Alapardado não é palavra, deve ser mesmo vocábulo. Amigo sempre colocava
alapardado em seus escritos. Uma vez fui ver, soube o significado e por pouco
tempo. Assim nunca achei ninguém alapardado, que deve ser meio apalermado. E
fui ao Google para ter a ideia do significado. Um deles, além de ocultar-se, é
esconder-se, agachando-se. Então o ser alapardado além de esconder-se,
agacha-se? Como o amigo era dado a soltar o verbo contra atitudes estultas,
devia empregá-lo com esta conotação. Usei outras palavras e depois, aos poucos
e talvez felizmente, fui apartando-me delas. Era servidor público, que muito
escreveu em processos. Doze anos. Outrossim, todavia, via de regra (certa vez
disse-me um advogado que quando lia via de regra, relacionava a locução a
menstruações!), assessoria (como tem esses e fico tentado até a explicar o que
é um assessor “aspone”, cargo muito exercido no País). Alguns “latinórios”
eram usados e abusados: “ab initio”, “data venia”, “ipso facto”, “in dubio pro
reo”, ipsis litteris” estão neste caso. E terminar os pareceres sempre com o à
consideração superior, para tirar futuras culpas. Cartas, ou ofícios,
terminando com a segurança de minha elevada estima e alta consideração e
muitos V. Sa. no texto. Lembrando-me destas aventuras pelos monótonos caminhos
dos processos, recordo-me que de certa vez fui obtemperado (verbo dos velhos
tempos) com um comentário sobre um dos meus modestos pareceres. Lamento que V.
Sa. traga aos processos do SASSE (era o Instituto de Previdência da Caixa
Econômica Federal, não dava prejuízo e foi extinto) a chula linguagem do
Senhor Nelson Rodrigues. Não aguentei, respondi e como havia idas e vindas dos
processos em verdadeiros duelos de papel, lamento não poder aceitar o elogio,
pois lamentavelmente não consigo escrever como o citado escritor, que usa o
linguajar carioca como ninguém. Caso curioso ocorreu com determinado Juiz do
Trabalho. Tratava de sua mãe e era caso médico grave. Ele, com quem fiz
amizade, contou rindo que em processo sobre alienação mental, encontrou
parecer que minudentemente discorria sobre a história da enfermidade e ia até
a definição, já que de fato era assunto muito controverso à época. O Juiz
sabia que era parecer de médico e avisou à secretária que estava de acordo com
o que estava lendo e, que ela tirasse cópia daquele parecer, pois serviria de
base a outros processos semelhantes. Comentou que devia ser escrito por
médico, que provavelmente depois do diploma de Medicina, formara-se em Direito
e dava então pareceres substanciais. Enfim era médico, só que não fazia
Medicina. E continuou lendo a arenga, cerca de oito páginas. Para seu espanto
na linha final do processo vinha o autor e leu o nome do médico que tratava de
sua mãe! Pano rápido, pois nem tenho cópia deste relambório. E havia artigos,
parágrafos, alíneas, regulamentos, regimentos, estatutos, leis, decretos-lei,
enfim um nunca acabar de motivos para encompridar um parecer, em jargão
próprio, ainda que estes processos corressem especialmente na área
assistencial. Poder-se-ia ter impressão que passassem nos desvãos do
Judiciário e não coloco desvão como ofensa. Havia nosocômio, ínclito, MD, DD e
um colega tentou, por ser Chefe de determinado Departamento e aí já estou em
um hospital universitário, o Gaffrée Guinle da UNI-RIO, que o chamassem de V.
• • • •
> Tarefa
Relacione todas as expressões latinas que o trecho sobre a linguagem dos pareceres menciona como "usadas e abusadas".

> Dados fornecidos
• • • •
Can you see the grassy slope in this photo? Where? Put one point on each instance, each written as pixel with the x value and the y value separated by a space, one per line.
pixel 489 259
• • • •
> Resolução da tarefa
- ab initio
- data venia
- ipso facto
- in dubio pro reo
- ipsis litteris